## Excerpted passage

:::

Over the last two weeks, the Albanian authorities have been issuing influenza vaccines to those considered “high-risk”.
The government claimed it would include a nationwide influenza vaccination strategy as a part of its fight against COVID-19. Influenza cases were very high and caused a big burden on Albanian hospitals last year and in 2017.
In June, the European Commission recommended that countries start their vaccination programmes earlier this year, due to the pandemic. Unfortunately, in Albania, the first vaccines were given much later than in many other states.
Minister of Health Ogerta Manastirliu said that the government increased the number of vaccines it would bring to Albania to 368,000. She claimed that “health staff, teachers, educator, chronically ill, those over 65. and children” would receive free vaccinations.
Faktoje reported using data from INSTAT, DIFKSH, the State Police, and various other authorities there are actually 932,758 individuals in the country that meet the criteria. They include 18, 415 health staff, 420,036 elderly, 147,907 children under four, around 300,000 chronically ill, and more than 34,000 teachers and educators. There are also 12,000 police included in the programme.
Even if some of these categories overlap, for example, an elderly person or educator with a chronic disease, it’s still apparent that there is a lack of vaccines.
Furthermore, Vaxigrip- the most highly regarded influenza vaccine is still not available on the market for other individuals to buy from pharmacies.
Locally, one flu vaccine is available, Influvac. Distributed by Albanian company Megapharma it is being sold in their chain of branded pharmacies- Orange Pharmacies.
Exit was contacted by a pharmacist who claimed her pharmacy had been told they could not buy the vaccine to sell instore because they were not part of the Megapharma network. This means that those wishing to take a vaccine who are not covered by the state can only get it from pharmacies operated by Megapharma, she said.
Exit visited 10 pharmacies in the centre of Tirana and asked the staff if they had been able to purchase Influvac. Three said they didn’t have an interest in purchasing it as they would wait for Vaxigrip, six said they were unable to purchase it but didn’t know why, and one said they were unable to purchase it because they were not owned by the manufacturer.
Exit contacted Megapharma for information on the vaccine and where it could be purchased but has not yet received a reply.
As for Vaxigrip, it’s made by international pharmaceutical company Sanofi. It has been available for at least two months yet has still not been imported to Albania.
Exit enquired with pharmacy staff as to when it would arrive and the majority said they hoped it would be here by the end of October but that they had no official communication on the matter. They did not know why it was delayed.
Sanofi has also been contacted for comment but Exit has not yet received a reply.
During the midst of a global pandemic and with influenza season in its second month, influenza vaccines are still not widely available in Albania. There are also questions as to whether the government has enough to vaccinate those that are considered high-risk and in need.
The World Health Organisation estimates that between 290,000 and 650,000 people die from influenza each year, including healthy children and adults. While the vaccine is not 100% effective at prevention, it significantly decreases the chance of hospitalisation, complications, or death.

:::

## Material provided
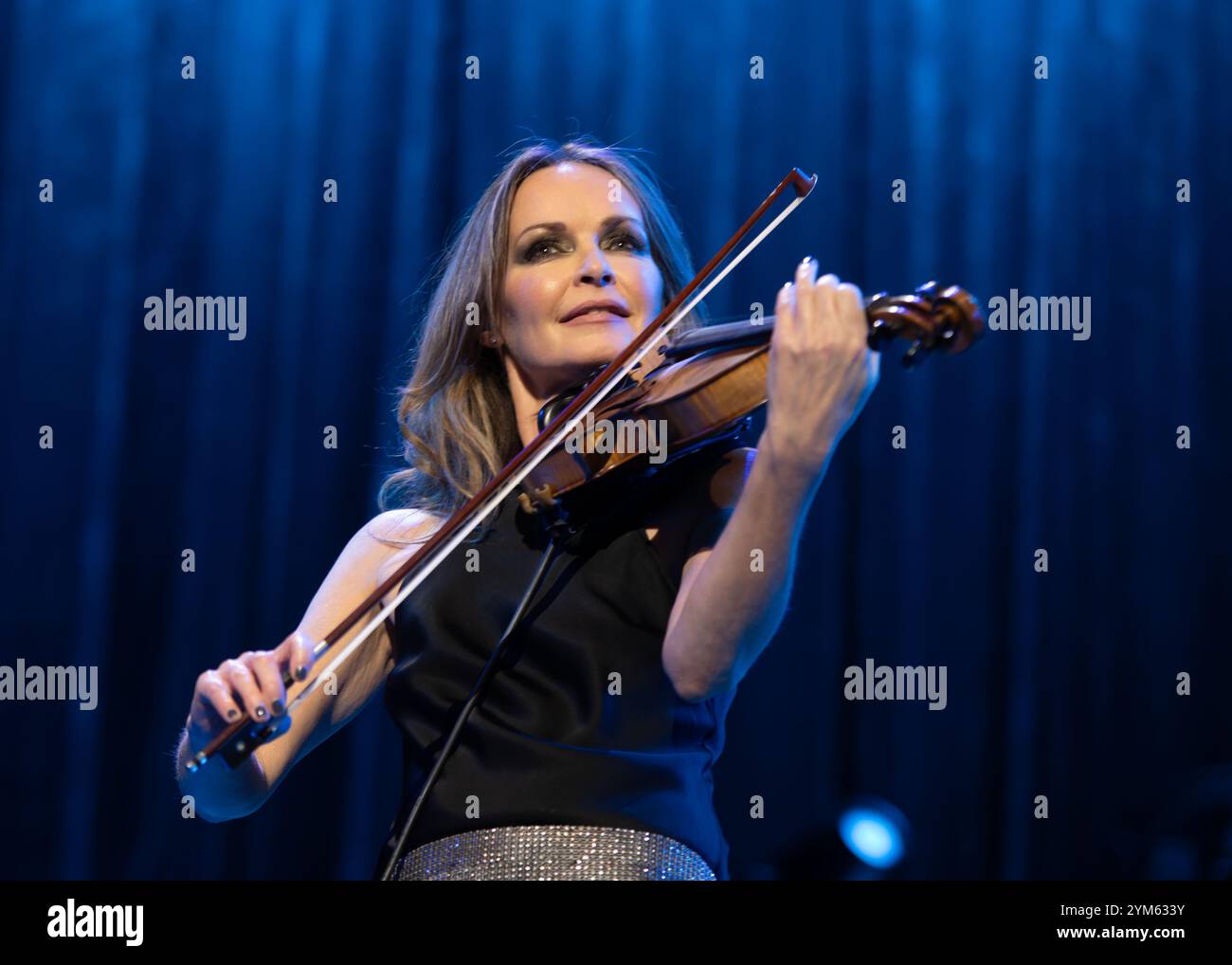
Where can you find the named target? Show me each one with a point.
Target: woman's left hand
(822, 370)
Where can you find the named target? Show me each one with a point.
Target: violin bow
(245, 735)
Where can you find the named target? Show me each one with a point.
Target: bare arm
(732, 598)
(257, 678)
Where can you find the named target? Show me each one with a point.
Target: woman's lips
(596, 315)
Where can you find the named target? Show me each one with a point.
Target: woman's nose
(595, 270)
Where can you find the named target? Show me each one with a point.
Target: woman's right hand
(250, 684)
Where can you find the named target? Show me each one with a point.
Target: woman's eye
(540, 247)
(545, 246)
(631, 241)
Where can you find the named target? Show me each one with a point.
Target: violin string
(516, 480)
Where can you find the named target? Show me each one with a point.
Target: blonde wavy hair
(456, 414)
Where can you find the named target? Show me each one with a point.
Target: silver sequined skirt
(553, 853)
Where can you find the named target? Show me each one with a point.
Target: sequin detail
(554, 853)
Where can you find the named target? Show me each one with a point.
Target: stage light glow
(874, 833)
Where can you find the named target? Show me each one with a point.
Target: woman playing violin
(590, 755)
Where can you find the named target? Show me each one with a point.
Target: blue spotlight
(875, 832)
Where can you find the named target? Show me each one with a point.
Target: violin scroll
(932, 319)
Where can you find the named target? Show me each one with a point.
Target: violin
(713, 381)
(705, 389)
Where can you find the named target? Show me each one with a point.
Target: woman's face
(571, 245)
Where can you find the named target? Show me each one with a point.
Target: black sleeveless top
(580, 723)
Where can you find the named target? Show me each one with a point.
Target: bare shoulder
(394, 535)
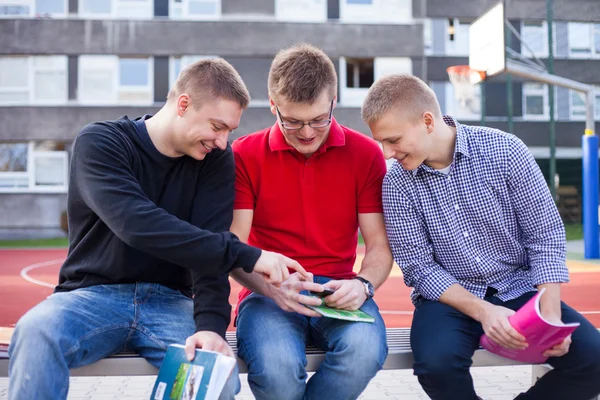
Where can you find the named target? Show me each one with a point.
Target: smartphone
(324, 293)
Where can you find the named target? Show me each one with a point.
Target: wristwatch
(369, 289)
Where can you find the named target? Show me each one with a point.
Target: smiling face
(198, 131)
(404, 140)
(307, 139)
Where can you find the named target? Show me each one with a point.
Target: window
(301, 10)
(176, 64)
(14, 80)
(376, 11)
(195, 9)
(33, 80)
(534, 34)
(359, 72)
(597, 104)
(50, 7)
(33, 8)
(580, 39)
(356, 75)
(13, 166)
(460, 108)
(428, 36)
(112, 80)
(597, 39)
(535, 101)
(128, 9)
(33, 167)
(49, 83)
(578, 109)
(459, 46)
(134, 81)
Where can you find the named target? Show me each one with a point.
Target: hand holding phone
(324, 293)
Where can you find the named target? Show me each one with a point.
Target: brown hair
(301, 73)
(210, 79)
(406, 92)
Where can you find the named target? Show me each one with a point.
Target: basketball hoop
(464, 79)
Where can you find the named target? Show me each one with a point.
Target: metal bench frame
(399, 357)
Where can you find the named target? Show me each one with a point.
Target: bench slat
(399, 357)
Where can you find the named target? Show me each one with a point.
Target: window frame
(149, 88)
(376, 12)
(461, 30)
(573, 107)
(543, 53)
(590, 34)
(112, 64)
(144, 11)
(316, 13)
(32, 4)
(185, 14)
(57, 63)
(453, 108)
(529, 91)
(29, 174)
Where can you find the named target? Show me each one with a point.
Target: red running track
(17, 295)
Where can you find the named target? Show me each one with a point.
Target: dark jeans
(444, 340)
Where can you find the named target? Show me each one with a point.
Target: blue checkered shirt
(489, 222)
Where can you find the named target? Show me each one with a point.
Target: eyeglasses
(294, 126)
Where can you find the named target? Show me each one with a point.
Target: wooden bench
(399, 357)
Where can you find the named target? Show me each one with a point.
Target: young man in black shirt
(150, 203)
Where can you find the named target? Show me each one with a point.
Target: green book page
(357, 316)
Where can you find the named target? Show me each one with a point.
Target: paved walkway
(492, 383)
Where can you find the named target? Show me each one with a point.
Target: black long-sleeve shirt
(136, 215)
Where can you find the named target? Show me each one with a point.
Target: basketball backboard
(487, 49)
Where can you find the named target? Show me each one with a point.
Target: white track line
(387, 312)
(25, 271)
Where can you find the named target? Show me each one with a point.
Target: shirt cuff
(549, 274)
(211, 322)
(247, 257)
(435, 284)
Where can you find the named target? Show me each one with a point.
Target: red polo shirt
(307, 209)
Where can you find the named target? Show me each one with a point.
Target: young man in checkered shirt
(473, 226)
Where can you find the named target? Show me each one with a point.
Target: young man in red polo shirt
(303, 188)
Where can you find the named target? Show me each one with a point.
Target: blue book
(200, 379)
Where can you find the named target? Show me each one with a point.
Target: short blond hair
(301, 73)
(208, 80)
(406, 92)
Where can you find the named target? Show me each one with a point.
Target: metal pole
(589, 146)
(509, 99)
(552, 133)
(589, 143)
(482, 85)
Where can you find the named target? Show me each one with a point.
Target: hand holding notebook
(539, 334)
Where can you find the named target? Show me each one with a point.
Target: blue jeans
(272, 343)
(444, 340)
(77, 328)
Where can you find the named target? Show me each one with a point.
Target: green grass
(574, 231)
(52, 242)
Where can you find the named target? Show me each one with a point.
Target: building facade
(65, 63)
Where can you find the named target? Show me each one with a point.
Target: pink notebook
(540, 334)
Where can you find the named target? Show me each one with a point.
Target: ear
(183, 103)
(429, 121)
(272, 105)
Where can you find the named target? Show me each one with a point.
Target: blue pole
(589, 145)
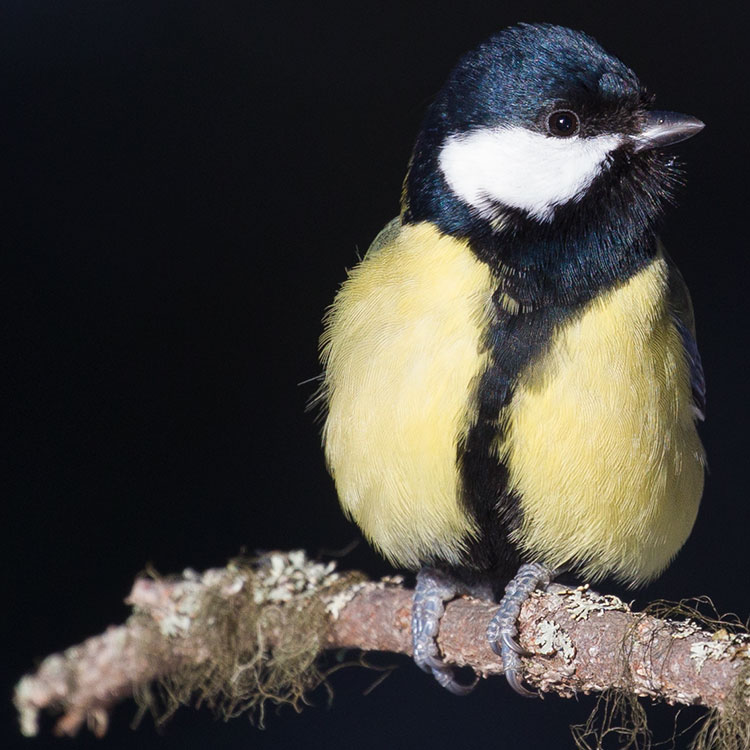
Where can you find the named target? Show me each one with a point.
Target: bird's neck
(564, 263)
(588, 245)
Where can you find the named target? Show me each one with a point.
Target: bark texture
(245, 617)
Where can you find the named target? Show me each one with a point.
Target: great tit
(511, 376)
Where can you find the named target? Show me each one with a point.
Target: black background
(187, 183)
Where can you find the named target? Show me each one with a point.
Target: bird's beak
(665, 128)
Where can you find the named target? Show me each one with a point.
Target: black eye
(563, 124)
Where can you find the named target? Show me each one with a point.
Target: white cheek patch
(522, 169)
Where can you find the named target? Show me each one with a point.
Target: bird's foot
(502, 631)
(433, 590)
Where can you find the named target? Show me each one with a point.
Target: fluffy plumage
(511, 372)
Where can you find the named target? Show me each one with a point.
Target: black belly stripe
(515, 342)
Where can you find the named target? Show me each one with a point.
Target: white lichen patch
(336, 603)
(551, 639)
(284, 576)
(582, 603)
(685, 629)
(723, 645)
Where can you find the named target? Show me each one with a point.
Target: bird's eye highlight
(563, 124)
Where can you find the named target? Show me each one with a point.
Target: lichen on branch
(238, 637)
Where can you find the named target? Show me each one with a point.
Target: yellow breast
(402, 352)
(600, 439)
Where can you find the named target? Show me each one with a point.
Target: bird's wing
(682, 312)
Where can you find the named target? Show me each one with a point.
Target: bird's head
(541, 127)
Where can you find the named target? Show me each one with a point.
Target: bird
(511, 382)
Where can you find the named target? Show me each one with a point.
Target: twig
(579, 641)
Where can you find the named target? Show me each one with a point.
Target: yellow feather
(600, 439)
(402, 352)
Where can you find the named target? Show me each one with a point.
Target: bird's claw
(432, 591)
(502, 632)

:::

## Work request
Echo the flu vaccine article word for word, from "During the midst" up to and including "complications, or death.". The items that come after the article on Albania's flu vaccines are separate material.

## Exercise response
During the midst of a global pandemic and with influenza season in its second month, influenza vaccines are still not widely available in Albania. There are also questions as to whether the government has enough to vaccinate those that are considered high-risk and in need.
The World Health Organisation estimates that between 290,000 and 650,000 people die from influenza each year, including healthy children and adults. While the vaccine is not 100% effective at prevention, it significantly decreases the chance of hospitalisation, complications, or death.